:: Your task ::
Write out exactly the lines below that run from the line containing "of the barrel" through the last line of the records.

[Dataset excerpt]

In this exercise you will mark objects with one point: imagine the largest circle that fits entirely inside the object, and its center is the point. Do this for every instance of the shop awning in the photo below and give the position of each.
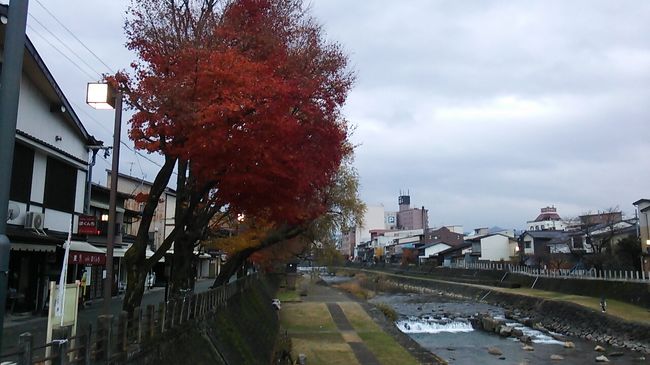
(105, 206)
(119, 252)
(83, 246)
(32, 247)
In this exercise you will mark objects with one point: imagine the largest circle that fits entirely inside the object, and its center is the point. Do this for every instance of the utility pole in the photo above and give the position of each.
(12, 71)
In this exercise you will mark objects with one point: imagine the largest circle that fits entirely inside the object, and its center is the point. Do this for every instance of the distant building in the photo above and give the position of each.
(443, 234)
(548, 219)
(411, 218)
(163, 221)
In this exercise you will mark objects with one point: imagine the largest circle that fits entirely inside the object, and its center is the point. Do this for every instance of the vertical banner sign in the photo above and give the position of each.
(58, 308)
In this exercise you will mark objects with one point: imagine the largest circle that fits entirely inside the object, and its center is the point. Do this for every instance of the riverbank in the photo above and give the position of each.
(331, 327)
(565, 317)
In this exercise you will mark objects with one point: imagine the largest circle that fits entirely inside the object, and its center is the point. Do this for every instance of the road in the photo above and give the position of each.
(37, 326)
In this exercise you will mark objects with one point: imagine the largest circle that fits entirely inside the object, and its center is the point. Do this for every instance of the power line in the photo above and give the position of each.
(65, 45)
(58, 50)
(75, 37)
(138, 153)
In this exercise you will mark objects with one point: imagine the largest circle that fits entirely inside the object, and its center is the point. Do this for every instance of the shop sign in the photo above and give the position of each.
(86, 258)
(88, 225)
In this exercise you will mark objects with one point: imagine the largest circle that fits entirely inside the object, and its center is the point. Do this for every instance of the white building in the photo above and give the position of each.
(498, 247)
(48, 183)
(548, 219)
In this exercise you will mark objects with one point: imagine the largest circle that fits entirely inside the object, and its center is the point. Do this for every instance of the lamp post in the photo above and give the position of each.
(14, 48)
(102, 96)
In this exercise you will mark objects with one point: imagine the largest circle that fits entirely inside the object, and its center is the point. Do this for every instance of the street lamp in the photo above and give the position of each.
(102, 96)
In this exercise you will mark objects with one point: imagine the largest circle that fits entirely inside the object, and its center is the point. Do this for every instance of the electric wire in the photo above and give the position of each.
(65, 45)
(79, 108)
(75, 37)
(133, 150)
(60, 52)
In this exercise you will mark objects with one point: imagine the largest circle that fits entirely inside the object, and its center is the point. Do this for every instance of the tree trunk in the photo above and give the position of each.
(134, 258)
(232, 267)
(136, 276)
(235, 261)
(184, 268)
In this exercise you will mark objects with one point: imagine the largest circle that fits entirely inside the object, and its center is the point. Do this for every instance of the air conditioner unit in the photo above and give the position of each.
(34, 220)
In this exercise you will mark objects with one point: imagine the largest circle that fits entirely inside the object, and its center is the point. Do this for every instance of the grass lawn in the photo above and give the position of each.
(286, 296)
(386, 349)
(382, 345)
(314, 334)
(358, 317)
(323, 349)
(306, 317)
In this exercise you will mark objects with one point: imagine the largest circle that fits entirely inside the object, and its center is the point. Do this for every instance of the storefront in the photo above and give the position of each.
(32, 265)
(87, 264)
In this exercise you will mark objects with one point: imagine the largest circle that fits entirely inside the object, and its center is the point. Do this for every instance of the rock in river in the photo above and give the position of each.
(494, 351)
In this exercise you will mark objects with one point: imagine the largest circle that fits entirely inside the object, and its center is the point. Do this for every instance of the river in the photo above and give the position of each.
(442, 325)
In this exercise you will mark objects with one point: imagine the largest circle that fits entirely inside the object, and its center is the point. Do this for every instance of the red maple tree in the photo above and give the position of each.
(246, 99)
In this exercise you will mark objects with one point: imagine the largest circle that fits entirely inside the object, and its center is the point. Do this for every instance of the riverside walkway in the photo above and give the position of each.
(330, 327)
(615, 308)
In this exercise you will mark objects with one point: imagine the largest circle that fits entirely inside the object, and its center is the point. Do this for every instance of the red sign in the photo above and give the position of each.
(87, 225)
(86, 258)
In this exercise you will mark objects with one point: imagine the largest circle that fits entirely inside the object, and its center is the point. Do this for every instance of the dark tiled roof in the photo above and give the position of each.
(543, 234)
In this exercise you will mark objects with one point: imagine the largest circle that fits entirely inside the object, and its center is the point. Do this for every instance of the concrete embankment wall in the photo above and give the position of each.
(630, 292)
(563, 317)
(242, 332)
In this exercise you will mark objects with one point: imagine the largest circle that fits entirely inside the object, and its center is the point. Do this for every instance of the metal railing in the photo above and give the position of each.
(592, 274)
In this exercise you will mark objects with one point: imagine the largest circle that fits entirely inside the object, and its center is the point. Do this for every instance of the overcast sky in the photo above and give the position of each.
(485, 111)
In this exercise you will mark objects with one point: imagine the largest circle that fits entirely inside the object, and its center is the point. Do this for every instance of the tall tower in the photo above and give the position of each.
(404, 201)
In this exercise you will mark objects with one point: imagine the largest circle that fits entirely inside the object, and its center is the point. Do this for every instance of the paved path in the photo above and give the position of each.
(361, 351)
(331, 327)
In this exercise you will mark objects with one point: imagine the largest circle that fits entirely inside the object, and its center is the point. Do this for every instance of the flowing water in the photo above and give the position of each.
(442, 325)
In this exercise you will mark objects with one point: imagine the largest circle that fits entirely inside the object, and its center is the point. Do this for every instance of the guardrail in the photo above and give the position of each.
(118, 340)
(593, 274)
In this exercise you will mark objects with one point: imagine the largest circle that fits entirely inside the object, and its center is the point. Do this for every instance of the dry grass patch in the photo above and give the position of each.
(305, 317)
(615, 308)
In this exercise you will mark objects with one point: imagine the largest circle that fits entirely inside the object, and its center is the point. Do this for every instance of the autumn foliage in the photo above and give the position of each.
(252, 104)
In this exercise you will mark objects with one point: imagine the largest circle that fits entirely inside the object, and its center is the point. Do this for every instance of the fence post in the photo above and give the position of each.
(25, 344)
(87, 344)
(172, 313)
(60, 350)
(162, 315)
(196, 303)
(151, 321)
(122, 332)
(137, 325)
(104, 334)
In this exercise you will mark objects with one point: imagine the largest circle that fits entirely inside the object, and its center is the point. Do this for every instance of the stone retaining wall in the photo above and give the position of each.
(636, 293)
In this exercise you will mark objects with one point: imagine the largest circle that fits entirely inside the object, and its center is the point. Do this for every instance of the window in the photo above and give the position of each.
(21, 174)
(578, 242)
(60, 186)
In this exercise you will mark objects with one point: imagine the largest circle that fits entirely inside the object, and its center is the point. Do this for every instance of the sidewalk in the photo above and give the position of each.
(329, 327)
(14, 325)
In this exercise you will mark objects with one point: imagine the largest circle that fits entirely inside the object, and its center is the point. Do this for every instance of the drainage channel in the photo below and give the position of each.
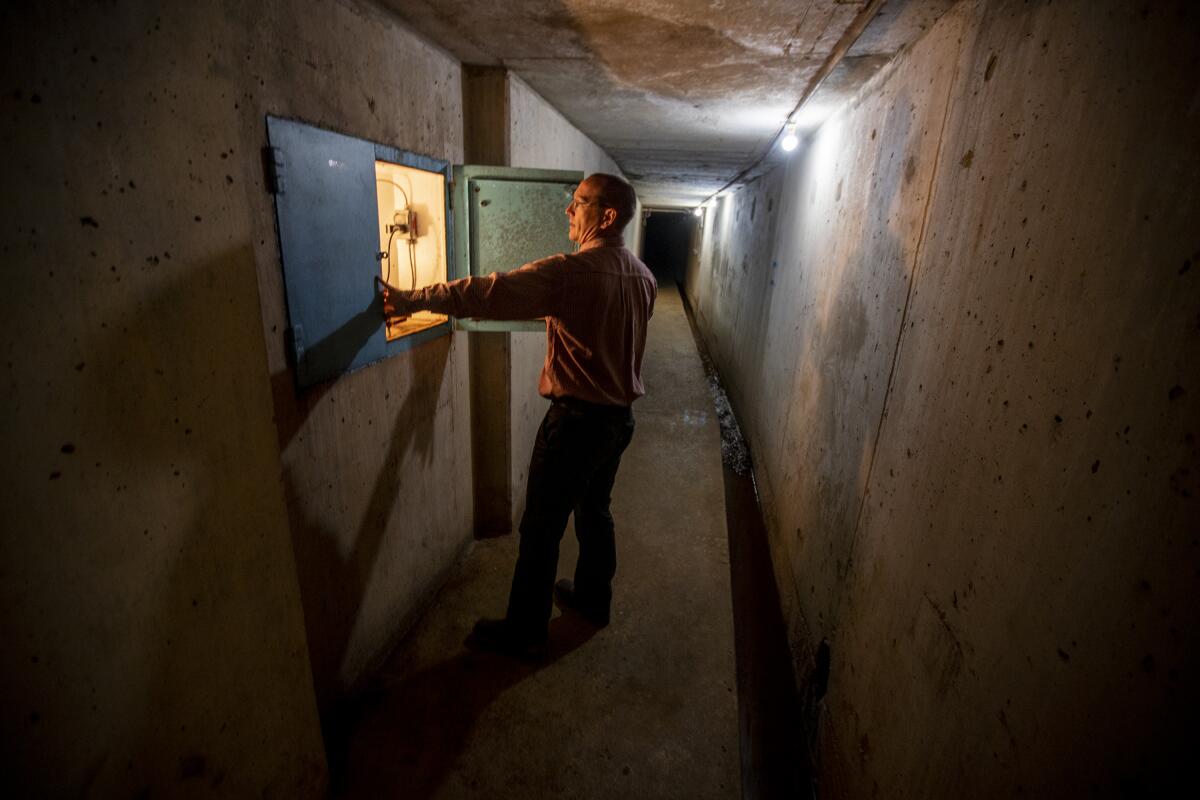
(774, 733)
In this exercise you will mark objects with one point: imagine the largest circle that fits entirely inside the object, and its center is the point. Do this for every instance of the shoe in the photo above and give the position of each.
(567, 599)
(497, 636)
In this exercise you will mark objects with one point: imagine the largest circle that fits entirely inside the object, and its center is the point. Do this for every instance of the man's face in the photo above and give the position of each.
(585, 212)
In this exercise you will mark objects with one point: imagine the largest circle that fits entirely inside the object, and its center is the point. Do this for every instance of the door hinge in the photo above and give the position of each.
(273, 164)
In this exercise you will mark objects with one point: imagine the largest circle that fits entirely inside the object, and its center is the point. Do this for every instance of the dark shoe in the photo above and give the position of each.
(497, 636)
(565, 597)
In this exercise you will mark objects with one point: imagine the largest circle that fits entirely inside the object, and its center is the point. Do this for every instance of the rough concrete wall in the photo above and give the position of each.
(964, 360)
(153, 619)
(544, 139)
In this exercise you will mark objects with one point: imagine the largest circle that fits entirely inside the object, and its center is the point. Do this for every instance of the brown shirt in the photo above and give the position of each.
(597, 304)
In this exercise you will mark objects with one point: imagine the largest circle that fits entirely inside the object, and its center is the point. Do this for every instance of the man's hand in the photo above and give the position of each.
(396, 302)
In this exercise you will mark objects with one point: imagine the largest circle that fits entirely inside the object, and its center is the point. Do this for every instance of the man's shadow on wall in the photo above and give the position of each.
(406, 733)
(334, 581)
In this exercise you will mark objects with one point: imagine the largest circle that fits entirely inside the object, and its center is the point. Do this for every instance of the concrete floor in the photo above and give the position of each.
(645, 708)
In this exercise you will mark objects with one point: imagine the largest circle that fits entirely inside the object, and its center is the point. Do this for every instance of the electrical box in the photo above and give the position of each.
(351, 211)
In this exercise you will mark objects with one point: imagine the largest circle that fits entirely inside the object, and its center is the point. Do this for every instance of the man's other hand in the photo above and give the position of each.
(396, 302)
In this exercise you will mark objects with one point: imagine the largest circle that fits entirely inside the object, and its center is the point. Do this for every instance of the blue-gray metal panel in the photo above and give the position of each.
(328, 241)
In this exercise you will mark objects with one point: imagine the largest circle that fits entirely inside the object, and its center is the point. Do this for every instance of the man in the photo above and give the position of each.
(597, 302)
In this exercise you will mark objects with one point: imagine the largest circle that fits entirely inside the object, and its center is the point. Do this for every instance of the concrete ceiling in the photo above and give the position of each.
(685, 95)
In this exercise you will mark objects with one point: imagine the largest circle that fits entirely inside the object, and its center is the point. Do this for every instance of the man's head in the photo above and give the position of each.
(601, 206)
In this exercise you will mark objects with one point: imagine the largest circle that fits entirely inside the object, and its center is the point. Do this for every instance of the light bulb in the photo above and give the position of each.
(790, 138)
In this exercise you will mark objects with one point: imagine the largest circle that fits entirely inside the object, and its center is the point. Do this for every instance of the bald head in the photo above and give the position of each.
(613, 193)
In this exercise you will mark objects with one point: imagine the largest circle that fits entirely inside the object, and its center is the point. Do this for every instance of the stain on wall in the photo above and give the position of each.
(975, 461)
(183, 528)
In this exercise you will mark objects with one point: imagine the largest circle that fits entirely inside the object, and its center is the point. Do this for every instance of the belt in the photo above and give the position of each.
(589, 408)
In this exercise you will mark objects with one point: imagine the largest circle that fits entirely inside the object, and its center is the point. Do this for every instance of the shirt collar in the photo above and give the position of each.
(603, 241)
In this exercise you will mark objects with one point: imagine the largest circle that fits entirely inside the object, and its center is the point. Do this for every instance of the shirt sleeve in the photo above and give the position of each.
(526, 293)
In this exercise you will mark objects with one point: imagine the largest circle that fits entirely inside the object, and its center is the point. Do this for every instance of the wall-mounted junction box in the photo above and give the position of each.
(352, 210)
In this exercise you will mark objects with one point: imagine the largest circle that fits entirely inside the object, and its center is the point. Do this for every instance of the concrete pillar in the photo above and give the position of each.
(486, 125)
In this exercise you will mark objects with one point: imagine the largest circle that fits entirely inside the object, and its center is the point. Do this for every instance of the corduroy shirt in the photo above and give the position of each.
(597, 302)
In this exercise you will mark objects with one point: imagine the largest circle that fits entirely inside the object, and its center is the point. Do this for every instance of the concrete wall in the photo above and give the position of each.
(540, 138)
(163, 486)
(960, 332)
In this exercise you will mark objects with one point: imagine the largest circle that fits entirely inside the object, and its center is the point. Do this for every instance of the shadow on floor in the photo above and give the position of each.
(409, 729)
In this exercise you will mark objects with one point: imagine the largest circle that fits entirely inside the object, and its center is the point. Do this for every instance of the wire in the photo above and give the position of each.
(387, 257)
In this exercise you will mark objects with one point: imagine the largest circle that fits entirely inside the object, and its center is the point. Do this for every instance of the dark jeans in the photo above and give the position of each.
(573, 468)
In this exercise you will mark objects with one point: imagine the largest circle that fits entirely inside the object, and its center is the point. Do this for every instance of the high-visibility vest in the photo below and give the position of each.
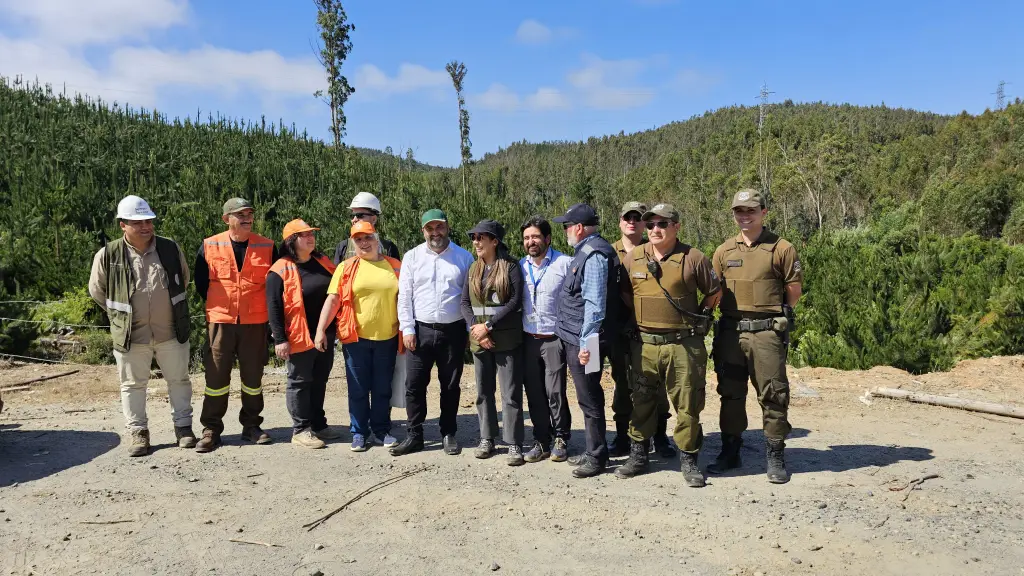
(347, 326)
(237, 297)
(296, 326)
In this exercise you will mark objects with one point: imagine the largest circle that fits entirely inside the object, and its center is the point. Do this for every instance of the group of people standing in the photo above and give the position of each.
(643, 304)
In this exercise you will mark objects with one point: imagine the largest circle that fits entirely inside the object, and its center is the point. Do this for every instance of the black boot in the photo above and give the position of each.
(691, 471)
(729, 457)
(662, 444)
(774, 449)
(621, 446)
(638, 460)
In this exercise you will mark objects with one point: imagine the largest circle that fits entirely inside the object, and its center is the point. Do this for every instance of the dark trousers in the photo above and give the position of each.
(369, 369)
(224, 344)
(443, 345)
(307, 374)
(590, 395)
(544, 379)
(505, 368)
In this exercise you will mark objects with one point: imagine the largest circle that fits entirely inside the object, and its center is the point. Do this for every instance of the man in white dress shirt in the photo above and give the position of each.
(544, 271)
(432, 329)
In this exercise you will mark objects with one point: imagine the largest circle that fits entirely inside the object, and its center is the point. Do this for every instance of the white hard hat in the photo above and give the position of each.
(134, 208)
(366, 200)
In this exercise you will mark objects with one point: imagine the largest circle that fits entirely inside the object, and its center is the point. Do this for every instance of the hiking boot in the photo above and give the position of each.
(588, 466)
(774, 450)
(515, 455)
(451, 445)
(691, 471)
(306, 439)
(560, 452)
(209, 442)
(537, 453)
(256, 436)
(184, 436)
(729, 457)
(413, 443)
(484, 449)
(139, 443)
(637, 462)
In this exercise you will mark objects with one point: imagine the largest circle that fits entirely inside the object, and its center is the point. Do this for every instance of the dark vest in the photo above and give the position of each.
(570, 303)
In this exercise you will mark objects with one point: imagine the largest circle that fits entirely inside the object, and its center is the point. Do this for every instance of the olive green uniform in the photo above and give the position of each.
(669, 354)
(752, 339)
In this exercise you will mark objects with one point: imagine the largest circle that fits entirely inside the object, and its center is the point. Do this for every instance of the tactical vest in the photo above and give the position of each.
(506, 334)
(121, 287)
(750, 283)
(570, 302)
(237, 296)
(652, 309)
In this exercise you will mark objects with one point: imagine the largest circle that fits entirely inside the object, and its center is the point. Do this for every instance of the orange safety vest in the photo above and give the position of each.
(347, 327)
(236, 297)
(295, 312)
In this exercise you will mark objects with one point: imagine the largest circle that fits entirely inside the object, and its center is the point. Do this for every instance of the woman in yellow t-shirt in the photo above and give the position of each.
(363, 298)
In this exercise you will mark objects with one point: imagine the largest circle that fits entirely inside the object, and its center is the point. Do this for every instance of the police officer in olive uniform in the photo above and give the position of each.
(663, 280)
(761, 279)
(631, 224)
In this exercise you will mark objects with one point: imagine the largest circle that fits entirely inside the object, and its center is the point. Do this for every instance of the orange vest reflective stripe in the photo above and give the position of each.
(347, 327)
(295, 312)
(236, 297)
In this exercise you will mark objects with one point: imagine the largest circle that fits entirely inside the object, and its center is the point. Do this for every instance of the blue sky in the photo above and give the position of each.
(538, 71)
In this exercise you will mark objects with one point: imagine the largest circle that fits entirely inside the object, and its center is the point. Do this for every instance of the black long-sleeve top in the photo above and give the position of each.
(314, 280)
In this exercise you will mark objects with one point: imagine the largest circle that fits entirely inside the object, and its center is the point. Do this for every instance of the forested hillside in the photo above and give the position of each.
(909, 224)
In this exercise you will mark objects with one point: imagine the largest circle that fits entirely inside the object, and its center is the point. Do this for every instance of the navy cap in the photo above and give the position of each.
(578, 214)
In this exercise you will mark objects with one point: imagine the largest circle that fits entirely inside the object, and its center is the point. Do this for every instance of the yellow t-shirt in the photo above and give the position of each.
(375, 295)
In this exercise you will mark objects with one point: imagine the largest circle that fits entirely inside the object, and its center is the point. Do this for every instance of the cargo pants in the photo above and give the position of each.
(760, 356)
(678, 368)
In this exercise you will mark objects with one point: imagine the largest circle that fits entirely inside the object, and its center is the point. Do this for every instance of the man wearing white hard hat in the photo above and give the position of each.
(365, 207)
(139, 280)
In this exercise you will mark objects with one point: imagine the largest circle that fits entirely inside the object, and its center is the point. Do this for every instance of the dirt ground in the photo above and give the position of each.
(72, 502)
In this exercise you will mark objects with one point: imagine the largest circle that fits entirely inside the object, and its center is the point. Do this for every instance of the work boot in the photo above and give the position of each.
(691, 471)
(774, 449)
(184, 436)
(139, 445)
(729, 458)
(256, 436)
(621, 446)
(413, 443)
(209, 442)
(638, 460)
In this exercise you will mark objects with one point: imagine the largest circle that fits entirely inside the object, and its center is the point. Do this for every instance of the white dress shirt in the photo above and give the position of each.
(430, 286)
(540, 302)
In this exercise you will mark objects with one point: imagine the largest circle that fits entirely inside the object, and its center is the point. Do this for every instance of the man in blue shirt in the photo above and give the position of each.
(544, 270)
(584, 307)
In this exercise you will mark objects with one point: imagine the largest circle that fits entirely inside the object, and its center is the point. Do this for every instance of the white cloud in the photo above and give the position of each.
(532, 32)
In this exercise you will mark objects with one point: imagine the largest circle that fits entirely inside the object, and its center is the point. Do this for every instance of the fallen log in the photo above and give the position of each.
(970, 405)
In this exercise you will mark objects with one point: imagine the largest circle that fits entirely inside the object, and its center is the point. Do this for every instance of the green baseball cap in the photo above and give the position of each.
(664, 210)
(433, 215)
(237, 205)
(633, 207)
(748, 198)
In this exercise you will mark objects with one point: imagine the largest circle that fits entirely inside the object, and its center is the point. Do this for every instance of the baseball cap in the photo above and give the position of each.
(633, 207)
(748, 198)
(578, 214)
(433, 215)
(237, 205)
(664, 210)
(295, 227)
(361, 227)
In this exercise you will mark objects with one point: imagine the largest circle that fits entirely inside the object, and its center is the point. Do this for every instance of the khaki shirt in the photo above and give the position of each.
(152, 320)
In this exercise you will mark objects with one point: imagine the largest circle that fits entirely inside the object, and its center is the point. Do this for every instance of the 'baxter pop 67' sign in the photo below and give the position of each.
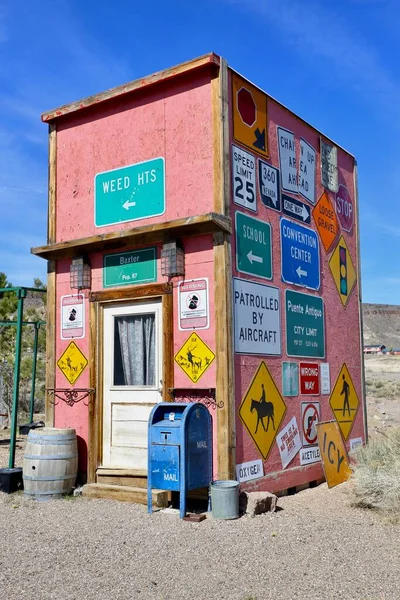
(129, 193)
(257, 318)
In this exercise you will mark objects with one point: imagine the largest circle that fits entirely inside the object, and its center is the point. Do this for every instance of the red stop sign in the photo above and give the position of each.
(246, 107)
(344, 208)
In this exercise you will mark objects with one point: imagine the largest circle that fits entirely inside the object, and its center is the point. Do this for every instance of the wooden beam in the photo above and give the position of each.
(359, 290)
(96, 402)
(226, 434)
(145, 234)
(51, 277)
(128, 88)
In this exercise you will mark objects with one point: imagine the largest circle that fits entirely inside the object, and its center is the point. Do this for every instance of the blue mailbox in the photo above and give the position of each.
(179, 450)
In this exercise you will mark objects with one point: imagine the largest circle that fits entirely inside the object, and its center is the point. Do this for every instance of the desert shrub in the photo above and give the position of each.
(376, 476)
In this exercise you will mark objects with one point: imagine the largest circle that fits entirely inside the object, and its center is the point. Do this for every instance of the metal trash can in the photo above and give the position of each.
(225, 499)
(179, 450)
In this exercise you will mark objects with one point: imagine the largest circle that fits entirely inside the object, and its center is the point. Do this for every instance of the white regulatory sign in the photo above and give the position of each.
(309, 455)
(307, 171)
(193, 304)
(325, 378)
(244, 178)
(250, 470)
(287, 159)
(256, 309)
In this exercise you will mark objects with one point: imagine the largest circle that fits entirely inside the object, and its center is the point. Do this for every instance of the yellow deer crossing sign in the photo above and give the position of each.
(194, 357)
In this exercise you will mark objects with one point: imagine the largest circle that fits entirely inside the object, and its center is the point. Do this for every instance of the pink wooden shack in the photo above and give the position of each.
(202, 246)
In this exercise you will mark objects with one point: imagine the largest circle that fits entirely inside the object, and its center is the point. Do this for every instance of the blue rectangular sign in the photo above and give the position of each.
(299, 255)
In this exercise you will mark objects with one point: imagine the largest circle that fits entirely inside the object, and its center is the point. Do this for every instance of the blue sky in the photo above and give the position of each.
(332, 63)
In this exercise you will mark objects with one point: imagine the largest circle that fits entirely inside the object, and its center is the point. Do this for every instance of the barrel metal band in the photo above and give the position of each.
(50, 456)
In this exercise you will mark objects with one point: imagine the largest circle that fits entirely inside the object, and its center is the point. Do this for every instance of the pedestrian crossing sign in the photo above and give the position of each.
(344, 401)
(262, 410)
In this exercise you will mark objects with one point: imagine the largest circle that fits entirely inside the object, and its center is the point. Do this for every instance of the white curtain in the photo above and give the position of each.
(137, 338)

:: Answer for this exercise ::
In this exercise you will mark objects with one point: imagine the largest circle that fits entirely inside the object, and its center is the point. Do this for every instance of the barrel metal band in the photo above and give the position of each.
(50, 456)
In this exercise you will mark objects with one point: imagine the largest circle that fits entirely inside the object, and its center is the point. Do this for every instance of the pedestrian crossing sign in the photo above and give the position of each.
(344, 401)
(262, 410)
In this exercise you will mark objects with one point: imagine the largest circle that fits entirely inside the object, and its center is the point. Do this for every instance of the white curtain in the photo above and give the position of each.
(137, 338)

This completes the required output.